Texto fornecido
- - - - -
Trump como meteoro. Fonte: Der Spiegel |
Embora extremamente insuficiente
e limitado nos mecanismos de proteção do sistema climático, o acordo
celebrado em 2015, na COP21 em Paris, reconhecia claramente a necessidade de
limitar o aquecimento global e contou com a pronta adesão de quase todos os
países-membros da ONU. Síria e Nicarágua eram, até esta quinta-feira 1o
de Junho de 2017 os únicos países fora do tratado. A Síria, presa em um quadro de caos, guerra, devastação e migração. A Nicarágua, vejam só, por considerar o Acordo fraco demais, impróprio no sentido de não atribuir responsabilidades proporcionais entre países ricos e pobres, e tendo ela promovido medidas de mitigação bem antes da COP21. A novidade: bombardeada
pelos EUA logo no inicio da desastrosa gestão de Donald Trump, a Síria agora
recebe a companhia do algoz.
Não é surpresa. Desde bem antes da campanha eleitoral, Trump
insiste no negacionismo climático. Pelo twitter,
ele já havia decretado que o aquecimento global seria “uma farsa inventada
pelos chineses” para prejudicar a competitividade da indústria dos EUA. O
anúncio da eleição do bilionário fanfarrão foi suficiente para fazer as ações
das companhias de carvão e petróleo decolarem
nas bolsas, assim como viriam a decolar mais tarde as ações das corporações
do setor bélico em abril, após Trump mandar despejar 59 mísseis Tomahawk
contra uma base aérea do país com que agora divide a infâmia de estar de fora
do Acordo de Paris.
- - - - -
Dados de entrada
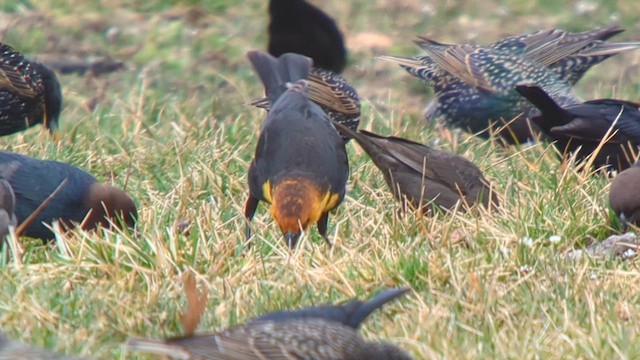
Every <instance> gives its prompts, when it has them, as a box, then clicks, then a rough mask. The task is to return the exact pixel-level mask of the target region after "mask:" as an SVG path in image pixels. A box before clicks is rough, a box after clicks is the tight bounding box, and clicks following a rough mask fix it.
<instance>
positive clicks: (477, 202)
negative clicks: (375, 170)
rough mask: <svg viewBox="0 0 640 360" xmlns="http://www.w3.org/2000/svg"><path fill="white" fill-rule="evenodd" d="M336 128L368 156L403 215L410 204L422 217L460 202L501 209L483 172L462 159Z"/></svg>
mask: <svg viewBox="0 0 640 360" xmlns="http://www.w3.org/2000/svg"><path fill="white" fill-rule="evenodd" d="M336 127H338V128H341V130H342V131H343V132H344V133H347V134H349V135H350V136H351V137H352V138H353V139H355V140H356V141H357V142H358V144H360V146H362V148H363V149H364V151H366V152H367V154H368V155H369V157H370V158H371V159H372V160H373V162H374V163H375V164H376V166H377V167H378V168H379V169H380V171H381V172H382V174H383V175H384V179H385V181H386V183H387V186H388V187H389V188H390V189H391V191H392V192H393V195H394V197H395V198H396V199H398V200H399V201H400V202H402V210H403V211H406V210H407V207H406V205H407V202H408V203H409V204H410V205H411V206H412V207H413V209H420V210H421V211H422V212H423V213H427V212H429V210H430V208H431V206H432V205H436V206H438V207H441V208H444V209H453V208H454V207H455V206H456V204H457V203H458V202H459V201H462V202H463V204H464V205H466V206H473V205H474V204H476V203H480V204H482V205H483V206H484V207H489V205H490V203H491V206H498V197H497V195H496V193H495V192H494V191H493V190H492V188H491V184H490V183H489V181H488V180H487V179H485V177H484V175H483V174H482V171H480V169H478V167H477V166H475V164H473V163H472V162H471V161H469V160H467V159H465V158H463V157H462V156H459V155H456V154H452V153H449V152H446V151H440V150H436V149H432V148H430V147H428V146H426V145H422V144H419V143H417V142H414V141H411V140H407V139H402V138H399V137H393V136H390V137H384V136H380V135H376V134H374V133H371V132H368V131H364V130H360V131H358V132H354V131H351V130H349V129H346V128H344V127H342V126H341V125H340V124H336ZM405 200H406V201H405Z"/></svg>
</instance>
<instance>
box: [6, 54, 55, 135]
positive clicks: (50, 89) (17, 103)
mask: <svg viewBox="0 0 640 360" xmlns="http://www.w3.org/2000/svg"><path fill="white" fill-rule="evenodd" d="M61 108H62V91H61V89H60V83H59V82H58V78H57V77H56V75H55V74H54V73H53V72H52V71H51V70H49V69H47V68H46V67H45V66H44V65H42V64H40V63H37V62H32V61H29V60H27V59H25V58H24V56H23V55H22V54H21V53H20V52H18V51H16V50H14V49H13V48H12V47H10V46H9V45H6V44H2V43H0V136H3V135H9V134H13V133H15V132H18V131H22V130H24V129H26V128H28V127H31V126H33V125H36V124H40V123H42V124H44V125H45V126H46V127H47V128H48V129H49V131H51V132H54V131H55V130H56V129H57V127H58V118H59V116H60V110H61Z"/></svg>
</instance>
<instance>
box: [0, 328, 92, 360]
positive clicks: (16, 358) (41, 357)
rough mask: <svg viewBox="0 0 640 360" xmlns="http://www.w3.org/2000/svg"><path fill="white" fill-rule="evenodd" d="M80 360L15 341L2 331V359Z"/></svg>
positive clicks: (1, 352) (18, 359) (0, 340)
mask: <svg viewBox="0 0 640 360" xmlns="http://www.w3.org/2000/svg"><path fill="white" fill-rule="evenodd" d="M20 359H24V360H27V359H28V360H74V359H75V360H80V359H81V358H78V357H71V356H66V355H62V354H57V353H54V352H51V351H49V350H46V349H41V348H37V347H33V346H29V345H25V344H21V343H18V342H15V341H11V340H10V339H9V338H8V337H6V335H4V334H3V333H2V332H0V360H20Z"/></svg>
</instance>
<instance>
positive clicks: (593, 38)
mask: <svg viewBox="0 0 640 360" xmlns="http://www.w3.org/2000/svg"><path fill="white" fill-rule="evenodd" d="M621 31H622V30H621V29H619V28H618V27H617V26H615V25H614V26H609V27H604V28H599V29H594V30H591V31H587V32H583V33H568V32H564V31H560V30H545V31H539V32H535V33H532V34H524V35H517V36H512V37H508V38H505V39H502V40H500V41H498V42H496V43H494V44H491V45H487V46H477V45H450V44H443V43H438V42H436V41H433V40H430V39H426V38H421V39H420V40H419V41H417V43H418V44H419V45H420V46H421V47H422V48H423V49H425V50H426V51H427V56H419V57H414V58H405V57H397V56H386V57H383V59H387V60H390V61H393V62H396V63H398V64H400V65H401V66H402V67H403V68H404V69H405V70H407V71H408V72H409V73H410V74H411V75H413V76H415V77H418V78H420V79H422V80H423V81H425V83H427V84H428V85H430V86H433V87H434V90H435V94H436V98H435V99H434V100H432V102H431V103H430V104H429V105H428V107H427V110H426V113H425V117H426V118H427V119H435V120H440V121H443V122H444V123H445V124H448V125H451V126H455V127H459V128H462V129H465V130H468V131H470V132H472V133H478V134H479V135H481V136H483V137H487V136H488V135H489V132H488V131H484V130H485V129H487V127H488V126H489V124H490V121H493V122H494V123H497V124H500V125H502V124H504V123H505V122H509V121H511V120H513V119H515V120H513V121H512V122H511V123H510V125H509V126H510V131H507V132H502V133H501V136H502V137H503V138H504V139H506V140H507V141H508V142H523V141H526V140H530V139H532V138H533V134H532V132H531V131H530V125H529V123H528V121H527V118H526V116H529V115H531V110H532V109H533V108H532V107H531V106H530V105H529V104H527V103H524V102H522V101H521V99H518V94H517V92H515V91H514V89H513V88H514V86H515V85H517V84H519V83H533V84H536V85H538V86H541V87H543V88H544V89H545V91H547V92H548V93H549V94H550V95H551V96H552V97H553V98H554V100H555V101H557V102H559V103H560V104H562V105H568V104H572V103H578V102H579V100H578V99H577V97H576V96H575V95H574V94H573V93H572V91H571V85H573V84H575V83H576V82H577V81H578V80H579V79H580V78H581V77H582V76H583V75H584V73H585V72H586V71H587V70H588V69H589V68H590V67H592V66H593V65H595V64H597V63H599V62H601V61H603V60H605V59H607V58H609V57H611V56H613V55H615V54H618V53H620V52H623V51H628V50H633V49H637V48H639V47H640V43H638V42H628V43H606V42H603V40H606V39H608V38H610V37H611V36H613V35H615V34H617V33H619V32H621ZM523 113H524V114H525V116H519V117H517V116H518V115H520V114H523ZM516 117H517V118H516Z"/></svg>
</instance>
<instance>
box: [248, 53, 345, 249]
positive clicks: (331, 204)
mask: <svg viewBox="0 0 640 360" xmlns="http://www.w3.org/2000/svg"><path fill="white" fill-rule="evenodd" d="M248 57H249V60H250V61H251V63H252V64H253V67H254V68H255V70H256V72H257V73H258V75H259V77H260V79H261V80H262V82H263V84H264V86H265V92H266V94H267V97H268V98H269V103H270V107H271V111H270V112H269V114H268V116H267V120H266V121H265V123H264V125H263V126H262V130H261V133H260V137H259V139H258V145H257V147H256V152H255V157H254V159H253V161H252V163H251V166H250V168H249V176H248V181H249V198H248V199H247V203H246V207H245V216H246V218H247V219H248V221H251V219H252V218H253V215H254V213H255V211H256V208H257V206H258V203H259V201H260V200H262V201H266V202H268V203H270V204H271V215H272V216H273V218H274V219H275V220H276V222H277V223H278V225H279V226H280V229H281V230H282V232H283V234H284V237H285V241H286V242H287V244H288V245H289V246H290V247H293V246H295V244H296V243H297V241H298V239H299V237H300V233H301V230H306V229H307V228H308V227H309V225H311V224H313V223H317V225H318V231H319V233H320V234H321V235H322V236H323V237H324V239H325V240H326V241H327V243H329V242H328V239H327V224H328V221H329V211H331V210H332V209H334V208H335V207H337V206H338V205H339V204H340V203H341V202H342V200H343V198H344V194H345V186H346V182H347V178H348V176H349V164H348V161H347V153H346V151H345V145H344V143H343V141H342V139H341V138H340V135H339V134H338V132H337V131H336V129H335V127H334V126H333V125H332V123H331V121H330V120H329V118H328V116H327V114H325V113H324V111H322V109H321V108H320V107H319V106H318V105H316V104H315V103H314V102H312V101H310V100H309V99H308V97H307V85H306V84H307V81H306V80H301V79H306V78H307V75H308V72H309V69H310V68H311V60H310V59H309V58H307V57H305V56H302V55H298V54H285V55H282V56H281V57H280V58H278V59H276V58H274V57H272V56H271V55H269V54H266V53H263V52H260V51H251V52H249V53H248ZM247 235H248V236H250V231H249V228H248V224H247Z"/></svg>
- - - - -
Tarefas a realizar
• 1. Transcreva do texto sobre o Acordo de Paris o trecho que começa nas palavras "Não é surpresa." e termina em "Acordo de Paris.".
• 2. Localize nas linhas de dados todas as que contêm a sequência "positive" e copie-as integralmente. Maiúsculas e minúsculas são diferenciadas.

Respostas do exercício
• 1.
Não é surpresa. Desde bem antes da campanha eleitoral, Trump
insiste no negacionismo climático. Pelo twitter,
ele já havia decretado que o aquecimento global seria “uma farsa inventada
pelos chineses” para prejudicar a competitividade da indústria dos EUA. O
anúncio da eleição do bilionário fanfarrão foi suficiente para fazer as ações
das companhias de carvão e petróleo decolarem
nas bolsas, assim como viriam a decolar mais tarde as ações das corporações
do setor bélico em abril, após Trump mandar despejar 59 mísseis Tomahawk
contra uma base aérea do país com que agora divide a infâmia de estar de fora
do Acordo de Paris.

• 2.
positive clicks: (477, 202)
positive clicks: (50, 89) (17, 103)
positive clicks: (16, 358) (41, 357)
positive clicks: (1, 352) (18, 359) (0, 340)
positive clicks: (593, 38)
positive clicks: (331, 204)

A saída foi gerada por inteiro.